---------- SUPPLIED RECORDS
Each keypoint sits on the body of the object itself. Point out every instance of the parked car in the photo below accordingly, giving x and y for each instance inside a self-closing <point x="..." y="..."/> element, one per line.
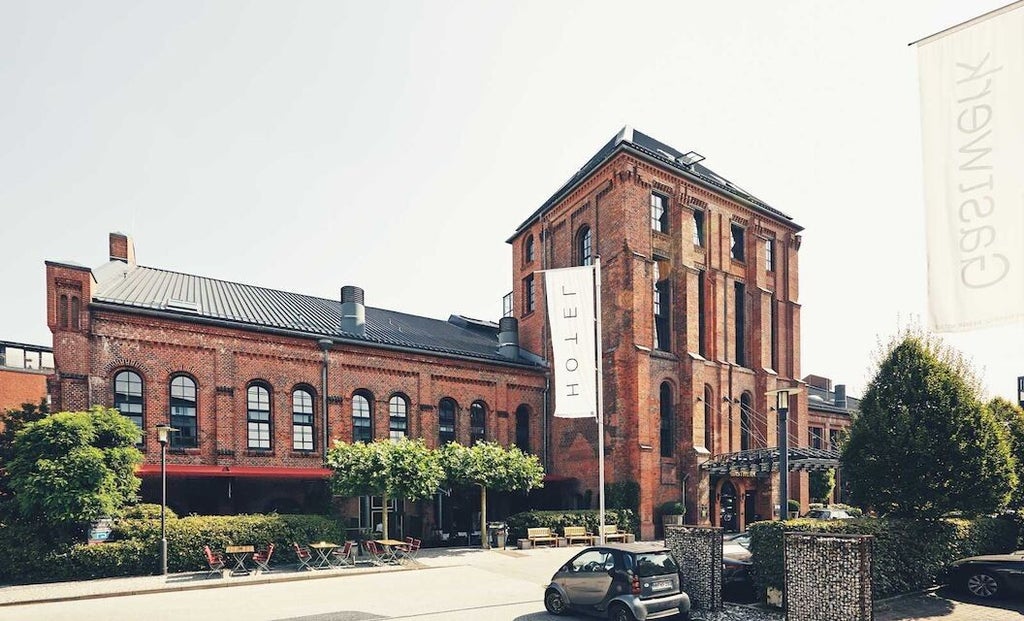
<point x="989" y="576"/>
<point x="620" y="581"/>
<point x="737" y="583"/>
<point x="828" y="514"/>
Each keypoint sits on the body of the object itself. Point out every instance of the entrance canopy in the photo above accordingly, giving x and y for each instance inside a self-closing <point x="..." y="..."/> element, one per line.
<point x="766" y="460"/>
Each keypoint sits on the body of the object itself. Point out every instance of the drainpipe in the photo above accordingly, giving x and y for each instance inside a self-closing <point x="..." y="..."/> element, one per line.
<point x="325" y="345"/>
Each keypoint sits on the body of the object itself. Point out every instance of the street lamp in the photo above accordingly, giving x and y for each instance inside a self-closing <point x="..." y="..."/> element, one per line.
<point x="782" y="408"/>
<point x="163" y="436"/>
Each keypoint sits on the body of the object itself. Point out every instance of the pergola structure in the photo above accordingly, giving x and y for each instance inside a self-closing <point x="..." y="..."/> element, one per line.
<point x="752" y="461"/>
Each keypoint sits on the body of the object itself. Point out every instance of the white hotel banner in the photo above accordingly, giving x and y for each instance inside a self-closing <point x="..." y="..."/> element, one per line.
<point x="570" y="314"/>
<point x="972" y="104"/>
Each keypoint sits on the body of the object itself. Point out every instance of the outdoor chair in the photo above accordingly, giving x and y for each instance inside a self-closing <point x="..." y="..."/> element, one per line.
--------------------
---------- SUPPLIED RECORDS
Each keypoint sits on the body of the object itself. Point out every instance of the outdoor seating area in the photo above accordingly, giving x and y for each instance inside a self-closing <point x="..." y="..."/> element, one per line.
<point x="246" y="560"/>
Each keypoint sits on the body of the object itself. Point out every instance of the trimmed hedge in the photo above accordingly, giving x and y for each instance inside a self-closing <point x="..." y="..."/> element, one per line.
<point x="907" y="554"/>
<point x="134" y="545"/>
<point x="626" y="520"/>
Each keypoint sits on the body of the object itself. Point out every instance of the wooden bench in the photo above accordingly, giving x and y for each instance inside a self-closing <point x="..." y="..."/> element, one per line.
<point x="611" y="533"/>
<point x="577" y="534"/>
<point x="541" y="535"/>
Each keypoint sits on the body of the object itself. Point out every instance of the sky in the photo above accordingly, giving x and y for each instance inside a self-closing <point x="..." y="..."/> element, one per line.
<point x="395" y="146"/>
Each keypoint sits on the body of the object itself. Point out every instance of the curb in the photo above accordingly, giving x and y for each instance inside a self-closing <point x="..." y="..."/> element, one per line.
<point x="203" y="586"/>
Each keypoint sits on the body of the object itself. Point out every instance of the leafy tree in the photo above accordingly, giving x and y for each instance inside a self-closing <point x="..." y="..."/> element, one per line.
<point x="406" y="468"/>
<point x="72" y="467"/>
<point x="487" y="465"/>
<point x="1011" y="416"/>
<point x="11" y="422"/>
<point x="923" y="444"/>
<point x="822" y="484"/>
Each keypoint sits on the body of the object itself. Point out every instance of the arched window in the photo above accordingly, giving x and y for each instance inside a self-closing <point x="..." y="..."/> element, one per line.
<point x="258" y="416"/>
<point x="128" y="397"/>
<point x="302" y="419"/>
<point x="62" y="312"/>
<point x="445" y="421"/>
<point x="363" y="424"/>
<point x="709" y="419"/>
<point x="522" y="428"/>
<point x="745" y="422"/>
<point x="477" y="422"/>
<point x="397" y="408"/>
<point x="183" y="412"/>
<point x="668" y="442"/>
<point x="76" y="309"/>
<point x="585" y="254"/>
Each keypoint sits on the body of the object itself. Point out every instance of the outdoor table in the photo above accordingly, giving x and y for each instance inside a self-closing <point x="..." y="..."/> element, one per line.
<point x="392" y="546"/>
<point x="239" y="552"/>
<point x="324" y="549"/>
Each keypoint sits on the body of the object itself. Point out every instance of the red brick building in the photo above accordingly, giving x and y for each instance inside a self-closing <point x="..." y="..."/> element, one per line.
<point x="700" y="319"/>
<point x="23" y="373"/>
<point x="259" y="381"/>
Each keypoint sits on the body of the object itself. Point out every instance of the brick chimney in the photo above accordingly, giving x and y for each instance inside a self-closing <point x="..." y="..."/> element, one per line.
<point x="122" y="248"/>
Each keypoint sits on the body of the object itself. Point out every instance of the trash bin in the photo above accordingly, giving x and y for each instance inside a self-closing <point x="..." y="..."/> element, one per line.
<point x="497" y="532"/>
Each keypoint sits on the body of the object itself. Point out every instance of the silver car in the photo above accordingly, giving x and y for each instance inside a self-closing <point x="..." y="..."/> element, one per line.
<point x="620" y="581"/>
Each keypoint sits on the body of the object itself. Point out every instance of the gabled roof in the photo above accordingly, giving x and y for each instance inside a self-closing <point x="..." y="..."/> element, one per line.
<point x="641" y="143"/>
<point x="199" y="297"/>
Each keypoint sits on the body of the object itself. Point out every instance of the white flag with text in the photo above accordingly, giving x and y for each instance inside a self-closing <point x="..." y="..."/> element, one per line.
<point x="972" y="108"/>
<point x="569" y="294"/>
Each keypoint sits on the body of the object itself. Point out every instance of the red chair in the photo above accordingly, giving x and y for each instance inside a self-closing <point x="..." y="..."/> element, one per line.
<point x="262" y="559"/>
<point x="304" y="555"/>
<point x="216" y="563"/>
--------------------
STATED PROBLEM:
Please return, word for word, every line from the one containing "of the parked" through the one containing "the outdoor chair", both included. Leave the pictures out.

THE SOLUTION:
Each keypoint sits on the body of the object itself. Point out every instance of the parked car in the photo below accordingly, giving x and y for each instance inside a self-closing <point x="..." y="..."/> element, one per line.
<point x="989" y="576"/>
<point x="620" y="581"/>
<point x="737" y="583"/>
<point x="828" y="514"/>
Each keypoint sits on the body of the object itself. Point out every instance of the entrance canopy in the photo above accordingly, giving x and y for each instance inside a self-closing <point x="..." y="..."/> element, one per line.
<point x="766" y="460"/>
Each keypoint sits on the body of the object itself. Point out every instance of the drainpipe in the photo above accordingly, giving x and y for each instance inside a self-closing <point x="..." y="..."/> element, one per line.
<point x="325" y="345"/>
Each keypoint sits on the body of the object itself. Point out every instance of the street lamp in the photo above accordingly, giving x and y for each instance inside a self-closing <point x="..." y="..."/> element, one per line.
<point x="782" y="408"/>
<point x="163" y="436"/>
Each keypoint sits on the body of the object itself. Point out every instance of the pergola structure in the photo above accordingly, giving x and y for each instance inside a self-closing <point x="..." y="..."/> element, one per line.
<point x="752" y="461"/>
Each keypoint sits on the body of the object itself. Point out every instance of the white hotel banner in the photo above accordingly, giving x and y for each instance inside a self-closing <point x="..." y="..."/> element, one per line.
<point x="570" y="314"/>
<point x="972" y="104"/>
Each keypoint sits on the body of the object itself. Point out every instance of the outdoor chair in the photo above accordingly, giving x and y for each instance inside a self-closing <point x="..." y="..."/> element, one per line.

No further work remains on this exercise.